• Text:
════════

District leaders provided the board with a status update on the district’s climate, culture and wellness initiatives and how they tie into the MTSS framework and staff supports.
Nikki Nichols, lead coordinator of MTSS and SEL, described three priorities: fostering community and belonging through communities of practice, shifting behavior supports to tiered MTSS strategies and expanding staff supports and professional development. Nichols said starter kits for staff calming spaces are in 19 schools and described a tier-1 behavior framework that schools are implementing to reduce exclusionary discipline and increase supportive responses.
Dwayne Clinton and other members of the climate-and-culture team said the district is training staff in restorative practices and trauma-informed approaches and expanding targeted professional development for classified and certified staff. The team reported a small research partnership on cognitive learning profiles that yielded a positive academic signal at a treatment school and described an advanced five-day emotional-wellness staff series that had 12 participants and reported favorable professional impacts.

════════

• Record excerpts:
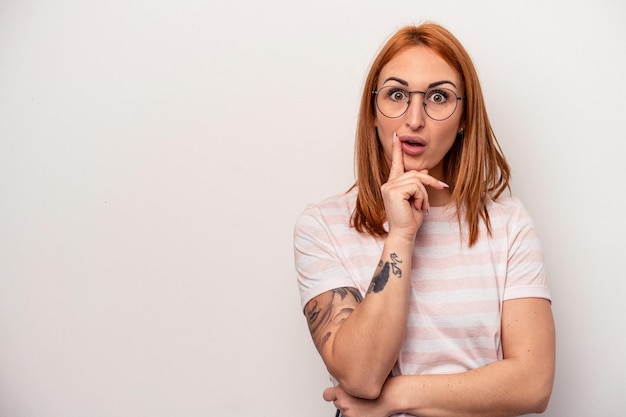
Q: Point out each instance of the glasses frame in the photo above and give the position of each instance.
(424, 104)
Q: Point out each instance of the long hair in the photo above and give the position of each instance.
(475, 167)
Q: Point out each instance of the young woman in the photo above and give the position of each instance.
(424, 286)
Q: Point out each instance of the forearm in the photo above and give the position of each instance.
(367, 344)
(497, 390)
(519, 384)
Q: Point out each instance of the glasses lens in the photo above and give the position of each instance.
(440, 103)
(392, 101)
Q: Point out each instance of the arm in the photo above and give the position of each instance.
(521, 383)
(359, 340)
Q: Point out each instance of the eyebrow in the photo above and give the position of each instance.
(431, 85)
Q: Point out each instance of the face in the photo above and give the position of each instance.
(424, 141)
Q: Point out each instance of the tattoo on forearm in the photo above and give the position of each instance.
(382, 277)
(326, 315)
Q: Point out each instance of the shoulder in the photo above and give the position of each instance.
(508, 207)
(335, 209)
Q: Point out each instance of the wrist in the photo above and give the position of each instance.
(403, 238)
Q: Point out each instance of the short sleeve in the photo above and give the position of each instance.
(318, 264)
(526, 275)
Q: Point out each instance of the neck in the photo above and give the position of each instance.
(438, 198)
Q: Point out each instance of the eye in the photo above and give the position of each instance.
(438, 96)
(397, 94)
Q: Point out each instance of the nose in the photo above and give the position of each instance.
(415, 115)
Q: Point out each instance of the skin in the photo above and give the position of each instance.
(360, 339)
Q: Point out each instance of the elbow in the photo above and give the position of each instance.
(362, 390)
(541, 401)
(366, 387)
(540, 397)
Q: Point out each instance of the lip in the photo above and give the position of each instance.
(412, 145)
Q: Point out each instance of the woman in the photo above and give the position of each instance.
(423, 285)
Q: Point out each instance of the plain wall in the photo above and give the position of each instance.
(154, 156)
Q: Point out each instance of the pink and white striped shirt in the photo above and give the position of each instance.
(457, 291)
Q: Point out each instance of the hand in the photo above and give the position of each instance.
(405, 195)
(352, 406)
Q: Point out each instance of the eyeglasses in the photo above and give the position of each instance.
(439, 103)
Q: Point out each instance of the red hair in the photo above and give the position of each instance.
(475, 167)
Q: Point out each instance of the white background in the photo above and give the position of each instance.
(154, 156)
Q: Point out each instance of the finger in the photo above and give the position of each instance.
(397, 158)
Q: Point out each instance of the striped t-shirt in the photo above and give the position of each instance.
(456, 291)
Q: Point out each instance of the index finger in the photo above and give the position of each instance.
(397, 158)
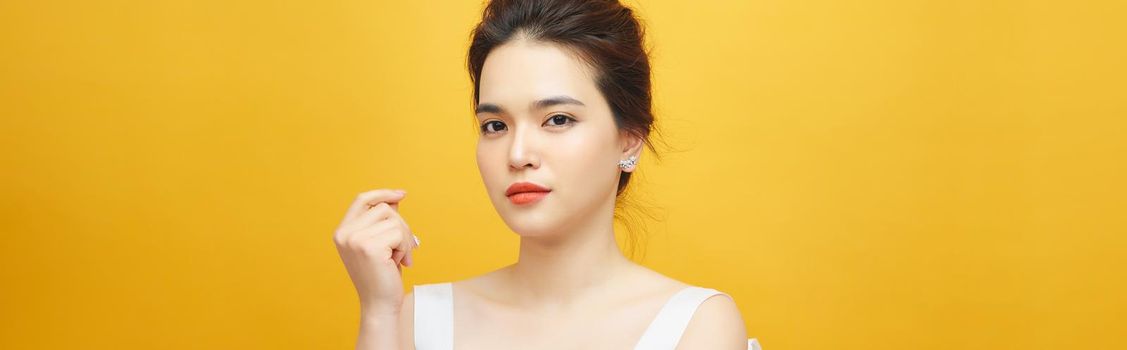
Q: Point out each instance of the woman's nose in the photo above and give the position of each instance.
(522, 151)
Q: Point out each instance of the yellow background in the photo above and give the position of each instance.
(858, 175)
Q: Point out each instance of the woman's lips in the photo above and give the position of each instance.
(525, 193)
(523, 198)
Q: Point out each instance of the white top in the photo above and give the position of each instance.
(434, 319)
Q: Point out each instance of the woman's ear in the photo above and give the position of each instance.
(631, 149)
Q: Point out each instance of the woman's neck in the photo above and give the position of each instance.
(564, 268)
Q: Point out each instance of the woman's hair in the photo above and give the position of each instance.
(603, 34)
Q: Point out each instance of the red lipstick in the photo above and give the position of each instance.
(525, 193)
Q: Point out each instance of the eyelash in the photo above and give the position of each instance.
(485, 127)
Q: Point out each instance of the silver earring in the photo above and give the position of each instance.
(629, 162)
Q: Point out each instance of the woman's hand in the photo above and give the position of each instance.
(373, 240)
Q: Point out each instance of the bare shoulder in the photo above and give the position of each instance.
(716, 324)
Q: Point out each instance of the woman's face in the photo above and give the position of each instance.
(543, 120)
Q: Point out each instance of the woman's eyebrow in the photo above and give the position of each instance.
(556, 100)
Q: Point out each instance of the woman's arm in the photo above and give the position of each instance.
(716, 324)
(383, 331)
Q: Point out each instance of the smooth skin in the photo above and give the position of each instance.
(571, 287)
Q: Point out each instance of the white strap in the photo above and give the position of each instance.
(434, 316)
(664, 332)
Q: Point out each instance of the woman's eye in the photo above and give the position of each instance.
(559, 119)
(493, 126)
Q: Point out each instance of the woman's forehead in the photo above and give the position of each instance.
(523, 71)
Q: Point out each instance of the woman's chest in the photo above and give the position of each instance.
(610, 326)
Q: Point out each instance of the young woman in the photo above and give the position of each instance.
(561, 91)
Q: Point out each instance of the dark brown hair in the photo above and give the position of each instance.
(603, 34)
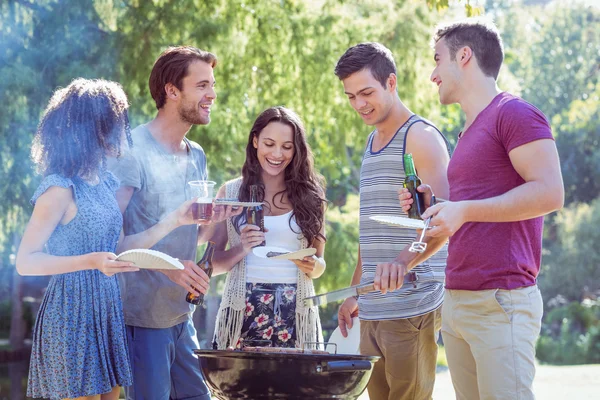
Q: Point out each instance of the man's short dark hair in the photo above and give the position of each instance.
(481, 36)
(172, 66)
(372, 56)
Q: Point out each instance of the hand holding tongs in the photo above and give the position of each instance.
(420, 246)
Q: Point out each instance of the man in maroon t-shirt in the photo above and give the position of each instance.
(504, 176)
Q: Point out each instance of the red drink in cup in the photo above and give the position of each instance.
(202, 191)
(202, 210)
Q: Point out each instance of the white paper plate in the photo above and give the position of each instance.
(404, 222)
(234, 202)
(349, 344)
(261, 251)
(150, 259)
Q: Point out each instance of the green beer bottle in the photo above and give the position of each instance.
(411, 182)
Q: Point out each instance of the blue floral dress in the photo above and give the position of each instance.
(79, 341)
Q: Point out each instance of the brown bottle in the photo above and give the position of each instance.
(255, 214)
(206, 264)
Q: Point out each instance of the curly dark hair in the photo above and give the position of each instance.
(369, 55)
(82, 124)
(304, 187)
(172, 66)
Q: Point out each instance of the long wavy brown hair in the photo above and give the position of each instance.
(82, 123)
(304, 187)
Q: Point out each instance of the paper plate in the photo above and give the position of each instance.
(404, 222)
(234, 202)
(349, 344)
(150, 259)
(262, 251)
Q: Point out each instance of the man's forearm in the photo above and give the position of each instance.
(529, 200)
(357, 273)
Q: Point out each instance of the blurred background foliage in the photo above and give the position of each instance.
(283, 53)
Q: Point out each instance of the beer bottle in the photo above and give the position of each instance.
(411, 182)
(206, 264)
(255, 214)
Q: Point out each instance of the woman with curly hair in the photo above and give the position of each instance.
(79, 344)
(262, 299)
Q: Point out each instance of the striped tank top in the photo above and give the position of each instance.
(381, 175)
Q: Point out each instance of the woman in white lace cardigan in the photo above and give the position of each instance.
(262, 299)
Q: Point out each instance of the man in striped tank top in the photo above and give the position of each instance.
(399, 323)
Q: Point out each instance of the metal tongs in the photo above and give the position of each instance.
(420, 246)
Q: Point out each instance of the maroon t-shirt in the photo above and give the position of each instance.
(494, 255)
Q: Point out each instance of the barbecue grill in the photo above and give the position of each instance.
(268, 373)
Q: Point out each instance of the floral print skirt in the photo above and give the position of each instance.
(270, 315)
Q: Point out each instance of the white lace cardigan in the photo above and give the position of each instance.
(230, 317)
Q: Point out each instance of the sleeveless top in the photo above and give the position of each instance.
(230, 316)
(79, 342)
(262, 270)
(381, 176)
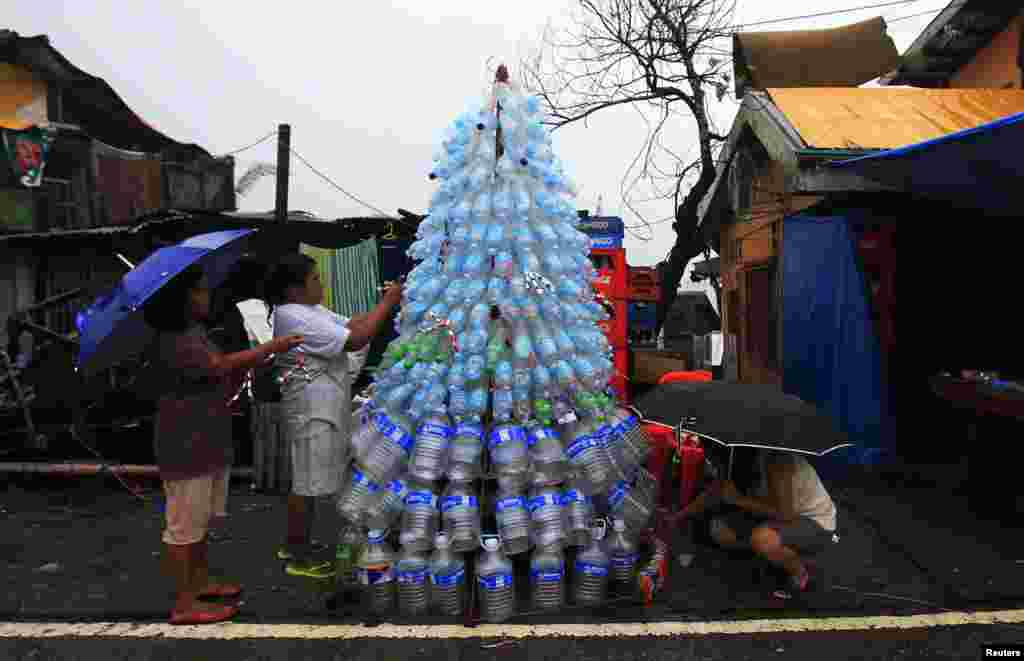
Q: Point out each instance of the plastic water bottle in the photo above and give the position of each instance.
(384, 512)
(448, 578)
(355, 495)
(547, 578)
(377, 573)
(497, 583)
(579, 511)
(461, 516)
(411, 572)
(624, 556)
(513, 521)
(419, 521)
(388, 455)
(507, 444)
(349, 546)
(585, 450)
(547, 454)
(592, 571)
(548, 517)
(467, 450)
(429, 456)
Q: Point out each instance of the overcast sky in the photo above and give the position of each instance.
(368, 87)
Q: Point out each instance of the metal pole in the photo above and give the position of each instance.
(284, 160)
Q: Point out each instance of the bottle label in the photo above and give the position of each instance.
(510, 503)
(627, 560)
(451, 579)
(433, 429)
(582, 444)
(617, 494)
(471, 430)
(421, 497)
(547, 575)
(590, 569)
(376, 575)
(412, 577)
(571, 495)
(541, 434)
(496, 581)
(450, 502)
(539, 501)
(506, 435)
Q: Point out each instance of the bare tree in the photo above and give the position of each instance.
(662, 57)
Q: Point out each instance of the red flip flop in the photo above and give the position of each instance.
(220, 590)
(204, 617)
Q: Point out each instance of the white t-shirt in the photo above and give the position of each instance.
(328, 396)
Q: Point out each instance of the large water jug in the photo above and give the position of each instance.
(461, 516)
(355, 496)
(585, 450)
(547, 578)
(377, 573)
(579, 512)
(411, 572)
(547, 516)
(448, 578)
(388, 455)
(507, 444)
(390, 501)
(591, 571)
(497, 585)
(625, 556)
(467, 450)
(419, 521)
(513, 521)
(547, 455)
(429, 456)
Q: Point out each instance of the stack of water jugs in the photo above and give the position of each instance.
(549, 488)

════════

• What to work on:
a) Answer these from the board update on climate, culture and wellness:
(i) In how many schools are starter kits for staff calming spaces in place?
(ii) What is Nikki Nichols's job title?
(iii) How many people took part in the advanced five-day emotional-wellness staff series?
b) Write the next part of the board update on climate, culture and wellness, starting after its last sentence.

• Responses to the tasks:
a)
(i) 19
(ii) Lead coordinator of MTSS and SEL
(iii) 12

b)
Presenters also described a new, multiyear grant from the University of Arkansas for Medical Sciences (UAMS) to place social workers on campuses and support relationship-centered group work for students in alternative programs; during the meeting staff described the award as spanning multiple years with a district figure of about $3,500,000 referenced in the discussion as the five-year amount for the grant-funded work.
Board members asked about implementation and asked staff to bring teacher perspectives to future updates; trustees thanked the team for the work and requested follow-up evidence of impact on students and staff before recommending broader scaling.
The update was informational; no formal board action was taken.